Input rows —
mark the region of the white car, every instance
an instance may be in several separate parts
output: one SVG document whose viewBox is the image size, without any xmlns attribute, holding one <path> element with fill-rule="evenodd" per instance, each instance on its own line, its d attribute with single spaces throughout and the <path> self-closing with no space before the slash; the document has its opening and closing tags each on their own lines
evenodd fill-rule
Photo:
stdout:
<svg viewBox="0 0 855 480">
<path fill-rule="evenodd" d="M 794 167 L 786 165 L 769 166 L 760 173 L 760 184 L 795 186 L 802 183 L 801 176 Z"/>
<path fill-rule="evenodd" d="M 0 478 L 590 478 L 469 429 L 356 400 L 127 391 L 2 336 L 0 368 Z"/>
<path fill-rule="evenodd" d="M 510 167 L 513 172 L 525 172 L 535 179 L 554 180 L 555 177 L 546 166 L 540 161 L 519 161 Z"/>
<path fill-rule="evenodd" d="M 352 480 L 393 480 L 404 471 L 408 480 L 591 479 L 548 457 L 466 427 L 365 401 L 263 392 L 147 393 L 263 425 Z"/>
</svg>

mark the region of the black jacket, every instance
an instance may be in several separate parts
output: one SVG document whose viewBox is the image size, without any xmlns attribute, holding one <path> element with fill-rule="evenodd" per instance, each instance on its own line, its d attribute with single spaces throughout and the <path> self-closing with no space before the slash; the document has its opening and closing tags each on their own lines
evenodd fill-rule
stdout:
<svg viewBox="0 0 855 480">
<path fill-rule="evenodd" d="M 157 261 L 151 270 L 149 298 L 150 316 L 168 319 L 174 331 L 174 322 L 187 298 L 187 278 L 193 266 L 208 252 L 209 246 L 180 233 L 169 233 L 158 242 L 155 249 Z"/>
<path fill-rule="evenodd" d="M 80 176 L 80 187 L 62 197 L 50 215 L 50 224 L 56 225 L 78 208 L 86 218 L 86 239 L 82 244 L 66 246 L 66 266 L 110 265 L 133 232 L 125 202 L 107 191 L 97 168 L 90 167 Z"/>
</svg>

Task description —
Render every line of the items above as a Markdown table with two columns, Row and Line, leaving out blank lines. Row holds the row number, and Line holds the line's text.

Output below —
| Row | Line |
|---|---|
| 1 | mark the region of the white car, every instance |
| 2 | an instance may be in several separate parts |
| 3 | output: one SVG document whose viewBox is the image size, without any xmlns attribute, holding one <path> element with fill-rule="evenodd" per instance, each instance on its own line, its d attribute with single spaces throughout and the <path> self-closing with no space before the slash; the document has its opening and closing tags each on their own lines |
| 4 | evenodd fill-rule |
| 5 | Photo: |
| 6 | stdout: |
| 7 | <svg viewBox="0 0 855 480"> |
| 8 | <path fill-rule="evenodd" d="M 794 167 L 786 165 L 769 166 L 760 173 L 760 184 L 795 186 L 802 183 L 801 176 Z"/> |
| 9 | <path fill-rule="evenodd" d="M 0 478 L 590 478 L 469 429 L 356 400 L 127 391 L 2 336 L 0 368 Z"/> |
| 10 | <path fill-rule="evenodd" d="M 510 167 L 513 172 L 525 172 L 535 179 L 554 180 L 555 177 L 546 166 L 540 161 L 519 161 Z"/> |
| 11 | <path fill-rule="evenodd" d="M 352 480 L 393 480 L 404 471 L 408 480 L 591 479 L 548 457 L 466 427 L 365 401 L 263 392 L 147 393 L 263 425 Z"/> |
| 12 | </svg> |
| 13 | mark the region of the black jacket, every instance |
| 14 | an instance may be in several separate parts |
| 15 | output: one SVG document whose viewBox is the image size, without any xmlns attribute, holding one <path> element with fill-rule="evenodd" per instance, each instance on its own line, its d attribute with single spaces throughout and the <path> self-closing with no space before the slash; the document has its opening and closing tags each on their own lines |
| 16 | evenodd fill-rule |
| 17 | stdout: |
| 18 | <svg viewBox="0 0 855 480"> |
| 19 | <path fill-rule="evenodd" d="M 157 261 L 151 270 L 149 298 L 150 316 L 168 319 L 174 331 L 174 322 L 187 298 L 187 278 L 193 266 L 208 252 L 209 246 L 180 233 L 169 233 L 158 242 L 155 249 Z"/> |
| 20 | <path fill-rule="evenodd" d="M 80 176 L 80 187 L 62 197 L 50 215 L 50 224 L 56 225 L 78 208 L 86 218 L 86 239 L 82 244 L 66 246 L 66 266 L 110 265 L 133 232 L 125 202 L 107 191 L 97 168 L 90 167 Z"/> |
| 21 | </svg> |